= Problem to work on =
Write out the data again in full, exactly as it reads.

Dataset rows:
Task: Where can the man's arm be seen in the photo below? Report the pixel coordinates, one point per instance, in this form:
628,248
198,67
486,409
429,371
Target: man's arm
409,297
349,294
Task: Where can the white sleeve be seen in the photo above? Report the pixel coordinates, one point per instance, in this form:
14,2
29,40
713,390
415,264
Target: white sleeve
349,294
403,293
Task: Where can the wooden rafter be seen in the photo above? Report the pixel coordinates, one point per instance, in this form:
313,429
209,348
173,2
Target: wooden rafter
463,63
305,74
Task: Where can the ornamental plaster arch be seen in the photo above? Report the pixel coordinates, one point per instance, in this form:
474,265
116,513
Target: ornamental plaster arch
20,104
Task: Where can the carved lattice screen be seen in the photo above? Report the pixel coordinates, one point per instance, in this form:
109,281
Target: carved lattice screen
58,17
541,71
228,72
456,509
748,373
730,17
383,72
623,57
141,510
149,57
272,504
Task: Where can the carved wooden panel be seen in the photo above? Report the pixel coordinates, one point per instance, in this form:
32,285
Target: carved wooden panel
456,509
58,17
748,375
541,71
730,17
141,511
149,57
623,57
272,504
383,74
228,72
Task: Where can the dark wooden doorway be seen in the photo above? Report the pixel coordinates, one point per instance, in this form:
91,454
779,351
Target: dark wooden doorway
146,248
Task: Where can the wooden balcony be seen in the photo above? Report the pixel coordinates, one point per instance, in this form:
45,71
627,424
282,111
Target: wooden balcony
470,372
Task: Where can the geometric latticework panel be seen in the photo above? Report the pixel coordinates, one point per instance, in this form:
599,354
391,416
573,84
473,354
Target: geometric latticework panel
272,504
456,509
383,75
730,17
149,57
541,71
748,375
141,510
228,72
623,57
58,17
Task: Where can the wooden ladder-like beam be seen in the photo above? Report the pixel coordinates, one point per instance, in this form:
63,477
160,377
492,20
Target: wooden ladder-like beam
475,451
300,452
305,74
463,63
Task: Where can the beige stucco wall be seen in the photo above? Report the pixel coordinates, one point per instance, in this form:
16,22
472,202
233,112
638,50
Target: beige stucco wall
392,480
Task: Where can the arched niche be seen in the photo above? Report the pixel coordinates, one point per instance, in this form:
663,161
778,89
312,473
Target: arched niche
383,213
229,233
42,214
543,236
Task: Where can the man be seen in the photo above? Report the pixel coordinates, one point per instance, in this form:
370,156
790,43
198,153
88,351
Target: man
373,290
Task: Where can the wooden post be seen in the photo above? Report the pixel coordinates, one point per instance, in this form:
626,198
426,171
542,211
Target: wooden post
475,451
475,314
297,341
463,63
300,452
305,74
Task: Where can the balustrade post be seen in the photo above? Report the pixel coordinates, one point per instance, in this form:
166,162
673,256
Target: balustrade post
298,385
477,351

= Output =
Task: Where can the man's arm be seen in the photo below? Report the pixel coordinates, one point per instance, in this form:
628,248
198,67
486,409
429,371
Target: man's arm
409,297
349,294
Task: Where can the white sleeve be seen in the photo above? Report the pixel coordinates, one point per instance, in this form:
14,2
29,40
713,390
415,264
Target: white sleeve
349,294
403,293
Task: Where can the wooden rafter be seen in the photo above? Report the pixel coordinates, one point per instance, in this form:
313,429
209,348
173,2
Target: wooden rafter
463,63
305,74
Task: Where can the ornamental plaster arch be seen in the photo above? Report the pixel coordinates, one point per instance, in this form:
474,265
116,513
Target: ornamental plaster arch
20,104
Task: Where can the carved lattice screen be seen in the photo above? Report the pixel coordinates, one point per instance, in this form:
109,281
Target: carved lattice screen
58,17
541,71
228,72
456,509
748,373
730,17
383,72
623,57
141,510
149,57
272,504
Task: Where can the carved wooden panel be seen in the photo above? Report the pixel coordinates, one point per instance, in this form:
32,285
Target: carved wooden panel
456,509
58,17
748,375
541,71
730,17
141,511
149,57
623,57
272,504
383,74
228,72
Task: Where can the dark wooden doorway be seen in the photo above? Report the pixel coordinates, one point per instance, in this form:
91,454
779,351
Target: dark wooden doorway
146,248
Task: Where can the wooden balcony be seen in the photo above? Report the pixel coordinates, one point per instance, in this form:
45,71
627,424
282,111
Target: wooden balcony
470,372
Task: Where can the geometric latticework panel be seen in the photo above? Report the pixel coordinates, one point per instance, in this form:
599,354
391,416
573,84
473,354
Target: geometric latticework panel
272,504
456,509
383,75
730,17
149,57
541,71
748,375
141,510
228,72
623,57
58,17
Task: Where can the wooden ladder-like beam be seen in the photo above? Report the pixel coordinates, one point per instance, in this form:
63,477
160,377
492,20
Target: wooden ladder-like beam
475,451
300,452
305,74
463,63
Task: Where can the beige stucco wall be seen in the photo above? Report the pixel coordinates, one point per instance, in this form:
16,22
472,202
233,112
638,50
Target: beige stucco wall
392,480
Task: Where can the arched niche be seen in the photo above? Report the pixel coordinates, one point per instance, in this form:
663,161
778,89
312,473
Target: arched niche
383,213
229,233
42,214
543,236
Task: Where can the man be seen in the photo above? Report the pixel coordinates, one point per instance, in this form:
370,156
790,43
198,153
88,351
Target: man
373,290
Task: Where can the wooden post be seen in the photo above? Report the pixel coordinates, one point per instance, in this form:
626,198
426,171
542,211
Target: wooden post
475,451
475,314
297,341
463,63
300,452
305,74
Task: Where can the balustrade post be seen in the photo above? Report the pixel coordinates, one point per instance, in this form:
166,162
673,256
Target: balustrade post
298,385
477,351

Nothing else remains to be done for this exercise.